Your goal
Copy the data below word for word, omitting the pictures.

Excerpts of location labeling data:
━━━━

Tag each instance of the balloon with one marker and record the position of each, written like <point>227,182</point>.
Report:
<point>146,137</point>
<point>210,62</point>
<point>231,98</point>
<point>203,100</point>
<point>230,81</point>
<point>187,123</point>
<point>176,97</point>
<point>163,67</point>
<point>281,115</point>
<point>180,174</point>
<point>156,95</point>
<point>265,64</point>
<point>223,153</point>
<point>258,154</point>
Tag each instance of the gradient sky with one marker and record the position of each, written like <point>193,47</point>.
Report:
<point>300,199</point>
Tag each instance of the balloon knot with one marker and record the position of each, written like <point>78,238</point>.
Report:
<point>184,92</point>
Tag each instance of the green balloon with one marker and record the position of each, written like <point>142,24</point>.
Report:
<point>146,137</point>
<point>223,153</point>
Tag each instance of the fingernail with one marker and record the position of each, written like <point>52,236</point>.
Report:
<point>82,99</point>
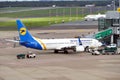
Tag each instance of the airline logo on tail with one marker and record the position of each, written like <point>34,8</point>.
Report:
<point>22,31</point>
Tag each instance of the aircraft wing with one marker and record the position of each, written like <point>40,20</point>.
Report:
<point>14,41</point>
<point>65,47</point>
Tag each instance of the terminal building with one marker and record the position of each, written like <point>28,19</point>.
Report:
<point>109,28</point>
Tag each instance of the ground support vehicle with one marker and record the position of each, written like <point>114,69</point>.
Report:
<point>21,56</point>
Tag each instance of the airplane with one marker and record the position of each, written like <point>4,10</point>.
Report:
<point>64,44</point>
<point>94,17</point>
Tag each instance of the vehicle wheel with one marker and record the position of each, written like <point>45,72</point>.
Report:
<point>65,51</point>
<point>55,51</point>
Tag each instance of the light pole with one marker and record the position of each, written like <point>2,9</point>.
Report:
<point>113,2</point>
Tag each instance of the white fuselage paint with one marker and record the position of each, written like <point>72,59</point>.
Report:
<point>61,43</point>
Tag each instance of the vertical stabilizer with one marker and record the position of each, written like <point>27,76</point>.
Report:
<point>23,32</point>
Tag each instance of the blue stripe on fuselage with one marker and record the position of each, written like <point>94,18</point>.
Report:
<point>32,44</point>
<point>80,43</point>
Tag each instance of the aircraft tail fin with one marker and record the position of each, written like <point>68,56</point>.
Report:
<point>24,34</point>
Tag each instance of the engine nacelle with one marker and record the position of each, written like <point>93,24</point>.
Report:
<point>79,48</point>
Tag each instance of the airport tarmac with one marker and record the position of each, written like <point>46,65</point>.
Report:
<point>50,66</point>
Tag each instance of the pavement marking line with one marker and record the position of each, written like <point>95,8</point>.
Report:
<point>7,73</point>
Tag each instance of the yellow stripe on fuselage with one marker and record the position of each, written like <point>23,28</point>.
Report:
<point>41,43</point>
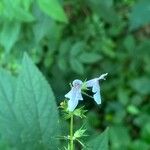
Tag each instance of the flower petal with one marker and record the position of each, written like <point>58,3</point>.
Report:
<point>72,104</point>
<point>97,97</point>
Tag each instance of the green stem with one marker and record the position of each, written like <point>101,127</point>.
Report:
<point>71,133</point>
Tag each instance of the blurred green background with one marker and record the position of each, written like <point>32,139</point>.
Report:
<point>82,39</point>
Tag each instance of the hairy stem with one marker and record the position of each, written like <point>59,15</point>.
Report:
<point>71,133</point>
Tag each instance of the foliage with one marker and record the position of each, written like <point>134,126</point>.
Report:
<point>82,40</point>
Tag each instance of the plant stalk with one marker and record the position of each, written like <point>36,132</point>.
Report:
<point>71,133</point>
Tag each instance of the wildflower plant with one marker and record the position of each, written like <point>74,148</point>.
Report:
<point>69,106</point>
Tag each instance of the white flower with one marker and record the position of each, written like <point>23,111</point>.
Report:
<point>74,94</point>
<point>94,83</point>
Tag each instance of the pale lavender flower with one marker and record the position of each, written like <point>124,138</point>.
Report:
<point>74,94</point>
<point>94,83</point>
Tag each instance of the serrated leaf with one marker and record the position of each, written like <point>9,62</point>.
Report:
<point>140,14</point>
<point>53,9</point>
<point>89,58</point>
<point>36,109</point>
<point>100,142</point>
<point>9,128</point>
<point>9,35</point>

━━━━

Correct result
Tag each instance of the balloon with one marker and record the position of each, written like <point>227,182</point>.
Report:
<point>146,137</point>
<point>210,62</point>
<point>231,98</point>
<point>203,100</point>
<point>230,81</point>
<point>187,123</point>
<point>176,97</point>
<point>163,67</point>
<point>281,115</point>
<point>180,174</point>
<point>156,95</point>
<point>265,64</point>
<point>223,153</point>
<point>258,154</point>
Tag each instance of the gradient sky with one marker and record the position of each, written like <point>193,47</point>.
Report:
<point>300,199</point>
Tag each instance of the balloon knot with one marker and record the position of each, written like <point>78,238</point>.
Report:
<point>184,92</point>
Tag each instance of the green balloon with one marker and record the position of each, written like <point>142,24</point>.
Report:
<point>146,137</point>
<point>223,153</point>
Tag each instance of the fingernail with one marker and record the position of each, written like <point>52,236</point>.
Report:
<point>82,99</point>
Tag each instance of the airline logo on tail with one marker and record the position of each, written like <point>34,8</point>.
Report:
<point>22,31</point>
Tag each instance of the aircraft wing with one marker and record the position of each, written like <point>40,20</point>.
Report:
<point>14,41</point>
<point>65,47</point>
Tag each instance of the terminal building with one marker and record the position of each, written like <point>28,19</point>.
Report:
<point>109,28</point>
Tag each instance of the ground support vehicle with one marker and record the position of each, written like <point>114,69</point>.
Report:
<point>21,56</point>
Tag each instance of the airplane with one marker and record the position of each, written like <point>4,10</point>.
Report:
<point>64,44</point>
<point>94,17</point>
Tag each instance of the vehicle wheel with one marker and record the position of each, written like <point>45,72</point>.
Report:
<point>65,51</point>
<point>55,51</point>
Tag each instance of the light pole with one marker and record the position of each, written like <point>2,9</point>.
Report:
<point>113,2</point>
Tag each instance of the white fuselage paint with one marker and record the position of each, written like <point>72,59</point>.
Report:
<point>61,43</point>
Tag each instance of the vertical stabilizer with one marker and record the position of each, written like <point>27,76</point>.
Report:
<point>23,32</point>
Tag each instance of the blue stripe on fuselage with one marker and record the position of each, written like <point>94,18</point>.
Report:
<point>32,44</point>
<point>80,43</point>
Tag each instance of the aircraft tail fin with one marker and record the position of each, written like <point>68,56</point>.
Report:
<point>24,34</point>
Tag each instance of the engine nacelle with one marker and record the position of each, written like <point>93,24</point>.
Report:
<point>79,48</point>
Tag each instance of the airport tarmac with one marker and record the position of each, written like <point>46,65</point>.
Report:
<point>50,66</point>
Tag each instance of the pavement marking line with one marker and record the position of each, written like <point>95,8</point>.
Report:
<point>7,73</point>
Tag each instance of the yellow stripe on fuselage with one marker and record the position of each, written like <point>23,28</point>.
Report:
<point>41,43</point>
Tag each instance of the flower petal with one marker and record the position of each, written like <point>58,3</point>.
Report:
<point>72,104</point>
<point>97,97</point>
Tag each instance of the green stem with one marker and record the position of each, written like <point>101,127</point>.
Report:
<point>71,133</point>
Tag each instance of the blurred green background with one marker and record the position of each, written like <point>32,139</point>.
Report:
<point>82,39</point>
Tag each instance of the hairy stem with one marker and record the position of each, written like <point>59,15</point>.
Report:
<point>71,133</point>
Tag each instance of the foliage with one marker and record the position of each, written like <point>134,126</point>.
Report:
<point>82,40</point>
Tag each instance of the plant stalk with one marker and record the position of each, written like <point>36,132</point>.
Report:
<point>71,133</point>
Tag each instance of the wildflower plant with one marker and record the position of each, written like <point>74,148</point>.
Report:
<point>69,106</point>
Tag each instance of the white flower with one marker and record the position of each, written like <point>23,111</point>.
Report:
<point>74,94</point>
<point>94,83</point>
Tag each instance of the pale lavender flower with one marker and record the position of each, written like <point>124,138</point>.
Report:
<point>74,94</point>
<point>94,83</point>
Tag each instance of the serrated leaf with one marker and record the position of each, written like <point>9,62</point>.
Report:
<point>140,14</point>
<point>53,9</point>
<point>89,58</point>
<point>36,109</point>
<point>100,142</point>
<point>9,128</point>
<point>9,35</point>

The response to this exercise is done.